- STUDY TEXT -

»»

She's wearing the new outfit, but her fingernails are still black. She's carrying a box with her dentures, her partial bridge (from when she still had most of her teeth), and a small container holding all the teeth they pulled. At the dentist's office, she picks up one of her former teeth and holds it out to him.

"See how small my teeth were," she says. "I never had a cavity." She opens the container holding her dentures. They float in water and she pokes at them. "These are just too big. They hurt me." We all stare down at the dentures. A piece of black crud comes loose from her nail and floats in the denture water. The dentist labors over her false teeth, trimming and refitting. Mom leaves happy, her choppers liberally lined with an analgesic.

"Are you hungry?" I ask, pleased that she'll finally be able to chew. Things have been going great. Mom orders sausage and bacon with her eggs and pancakes. We smile across the table at each other. Then, she brings up The Dog.

"What was that dog's name? You know, the one you killed?"

Once, when my sons were little and Mom and I were talking long distance, I put her on the speakerphone so we could all hear. In tones reminiscent of a bedtime story she launched into a story of The Dog, a pet they didn't even remember, with me featured as the cruel dog-murdering queen. I'll never forget their innocent eyes sweeping up to me for confirmation.

"I didn't kill the dog, Mom. I had her put down. Remember? She had cancer and the runs, and Eric was starting to walk, and he'd step into dog shit all the time?"

Silence. I could hear her sucking on a cigarette on the other end of the telephone line, arming herself with the heat of the smoke in her lungs. She exhaled, biting her words. "Yeah, I'm glad you killed her. She might have suffered." This is not agreement. This is Mother making her point in that reverse logic bordering on evil way she's perfected. I glanced at the boys -- the word killed shining in their eyes.

"Euthanized, Mom. Not killed. Would you rather your grandson play in dog shit?"

««

Extracted data entries
»»

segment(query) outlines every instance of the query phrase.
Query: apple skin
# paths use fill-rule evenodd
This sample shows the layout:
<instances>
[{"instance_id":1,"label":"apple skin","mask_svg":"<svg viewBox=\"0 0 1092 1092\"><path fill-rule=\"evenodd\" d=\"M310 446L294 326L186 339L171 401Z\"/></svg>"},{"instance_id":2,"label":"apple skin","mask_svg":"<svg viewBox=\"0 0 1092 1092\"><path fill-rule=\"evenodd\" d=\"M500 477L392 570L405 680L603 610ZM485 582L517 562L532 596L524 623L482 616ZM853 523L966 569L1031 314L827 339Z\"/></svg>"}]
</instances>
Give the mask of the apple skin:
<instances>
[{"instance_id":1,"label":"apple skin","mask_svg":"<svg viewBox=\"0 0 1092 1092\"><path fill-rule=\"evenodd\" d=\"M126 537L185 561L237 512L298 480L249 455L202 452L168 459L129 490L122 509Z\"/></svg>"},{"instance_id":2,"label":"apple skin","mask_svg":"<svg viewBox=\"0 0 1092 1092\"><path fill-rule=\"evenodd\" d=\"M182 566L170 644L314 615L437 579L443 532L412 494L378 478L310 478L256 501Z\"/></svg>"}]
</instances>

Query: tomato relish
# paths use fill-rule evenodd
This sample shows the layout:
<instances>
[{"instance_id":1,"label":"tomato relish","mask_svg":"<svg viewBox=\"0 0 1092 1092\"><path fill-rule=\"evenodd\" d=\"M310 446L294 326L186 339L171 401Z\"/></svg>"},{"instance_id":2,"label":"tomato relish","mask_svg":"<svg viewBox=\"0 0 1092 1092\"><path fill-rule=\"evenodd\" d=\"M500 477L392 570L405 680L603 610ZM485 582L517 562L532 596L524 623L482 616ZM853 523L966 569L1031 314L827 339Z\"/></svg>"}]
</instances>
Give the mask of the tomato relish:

««

- EXERCISES -
1/ Answer these questions using the memoir passage about the narrator's mother and the dentures.
(a) According to the mother, what did she never have?
(b) What does the mother order with her eggs and pancakes?
(c) What illness did the dog have when the narrator had her put down?
2/ Continue the memoir passage about the narrator's mother and the dog from the point where it stops.

- PER-TASK OUTPUTS -
1/
(a) A cavity.
(b) Sausage and bacon.
(c) Cancer.

2/
"Dog shit never hurt anybody," she said. The boys giggled, covering their little mouths with little hands, totally in agreement with Grandma on the dog shit issue. My oldest is 20 now, and he likes to tease me by asking if I miss my dog killing days.

The dog shit episode has become a fond Grandma tale for them. Grandma as the wolf in disguise. But does that make me Little Red Riding Hood, still trying to please with my little basket of goodies?

Over 15 years have passed, and she still brings up The Dog. "What was that dog's name?" she asks again. Another trap that I fail to see. I could have just changed the subject, started talking about the dog I have now or her dogs or pointed at the man walking past the coffee shop window.

"Sallie," I say.

"That dog was so smart. She followed Eric everywhere. I still don't understand why you had her killed." She bites into a piece of bacon with her startling white dentures, and chews meditatively.

It's my last day in Santa Fe. My last morning with my mother. Things have been going well. I've agreed with her on everything except Martha Stewart. I decide to make a little speech, the kind that allows rational people to save face.

"I think I made the right decision, Mom. The dog was very sick. The comfort and well being of my family meant more to me than the dog. For you, animals are more important than people, and you don't mind the problems. Your way works for you, my way works for me. It doesn't mean that you're right and I'm wrong. It's just a different way."

She sips her coffee. Curls her lip. "Yeah, Tattoo Lady says the same thing."